▸ EXCERPT PROVIDED:

.....

The Indian corporate sector, which had so far shunned the North-East, would see the strategic advantage of setting up manufacturing industries in this region since these would be closer to the ASEAN markets, which would lower transport costs. Establishment of industries would create jobs, thereby mitigating the huge unemployment problem afflicting this region.

But, most important of all, opening out towards the East would erase the sense of remoteness which leads to alienation. In the past the North-East, being strategically positioned between China, South East Asia and India, had enjoyed a geo-political centricity.

Since ancient times there had been trade and cultural exchanges between the Brahmaputra Valley and people of China and South East Asia. Facilitated by well-established routes, the accessibility provided by the Brahmaputra river corridor had also enabled traders from mainland India to utilise them for commercial purposes.

.....

▸ DATASET ENTRIES:
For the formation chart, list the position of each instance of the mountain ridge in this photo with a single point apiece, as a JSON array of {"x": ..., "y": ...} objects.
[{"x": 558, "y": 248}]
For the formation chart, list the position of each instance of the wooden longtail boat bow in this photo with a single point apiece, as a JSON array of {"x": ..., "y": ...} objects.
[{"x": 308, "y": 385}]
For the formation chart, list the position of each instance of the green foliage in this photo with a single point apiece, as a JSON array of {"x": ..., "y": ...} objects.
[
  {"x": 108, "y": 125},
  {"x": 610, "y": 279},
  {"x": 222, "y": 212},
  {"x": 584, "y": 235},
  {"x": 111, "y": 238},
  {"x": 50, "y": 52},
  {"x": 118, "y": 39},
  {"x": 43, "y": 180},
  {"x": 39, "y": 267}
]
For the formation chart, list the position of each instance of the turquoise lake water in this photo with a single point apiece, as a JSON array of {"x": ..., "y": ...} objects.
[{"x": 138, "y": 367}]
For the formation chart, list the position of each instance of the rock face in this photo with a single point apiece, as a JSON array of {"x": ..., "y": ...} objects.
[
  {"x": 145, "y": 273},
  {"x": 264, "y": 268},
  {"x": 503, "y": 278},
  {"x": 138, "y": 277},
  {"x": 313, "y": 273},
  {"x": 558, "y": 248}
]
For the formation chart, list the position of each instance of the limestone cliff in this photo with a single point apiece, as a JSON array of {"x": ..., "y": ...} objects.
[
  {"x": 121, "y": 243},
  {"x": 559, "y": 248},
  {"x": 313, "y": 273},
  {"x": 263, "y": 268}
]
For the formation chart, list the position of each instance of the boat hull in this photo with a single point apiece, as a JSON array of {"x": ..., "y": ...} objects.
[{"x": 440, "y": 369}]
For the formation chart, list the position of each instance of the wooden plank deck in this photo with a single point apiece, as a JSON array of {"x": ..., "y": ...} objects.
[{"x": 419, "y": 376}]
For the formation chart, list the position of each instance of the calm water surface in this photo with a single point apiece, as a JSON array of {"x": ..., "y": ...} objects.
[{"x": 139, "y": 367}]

.....

▸ EXERCISE REQUIREMENTS:
**A.** In the passage on India's North-East, write out the stretch from "The Indian corporate" through "afflicting this region.".
**B.** According to the passage on India's North-East, between which areas was the region strategically positioned?
**C.** Carry on the passage on India's North-East from where it stops.

▸ RESULTS:
**A.**
The Indian corporate sector, which had so far shunned the North-East, would see the strategic advantage of setting up manufacturing industries in this region since these would be closer to the ASEAN markets, which would lower transport costs. Establishment of industries would create jobs, thereby mitigating the huge unemployment problem afflicting this region.

**B.** China, South East Asia and India.

**C.**
At the eastern edge of the Brahmaputra there were quite a few land routes to Burma (Myanmar), China and other regions of South East Asia, much used by traders, pilgrims and proselytisers. For instance, one land-extension of the Brahmaputra-Ganges link was the “silk-route” to China. From Sadiya at the easternmost extremity of the Brahmaputra this route traversed the Patkai Mountains to the banks of the Irrawaddy River, from where merchants going to Ava descended the river, while those going to the Yunnan Province of China travelled upstream. The Stilwell Road from Assam to Myanmar built by the British in the early 20th century traced the core contours of one such ancient “silk-route.”

Unfortunately, the Ahom dynasty, which had ruled the Brahmaputra Valley for almost 600 years, in the early part of the 19th century, beset by fierce assault of hordes of Maans from Burma, sacrificed the sovereignty of its realm by inviting imperial Britain to intervene. But the wily British, after comprehensively defeating and ousting the Burmese marauders, annexed Assam, because they saw it as the spring-board for the erection of a tea empire as an alternative to China. The Eastward routes from the region were blocked, the age-old ties were severed and the North-East became isolated from South East Asia.

The Burmese invasion and the consequent annexation of the North-East by the British brought about a political, economic and psychological re-positioning of the North-East. The colonialists ended the sovereignty enjoyed by this region, united it administratively and judicially with mainland India and converted it into the Easternmost outpost of Britain’s Indian Empire.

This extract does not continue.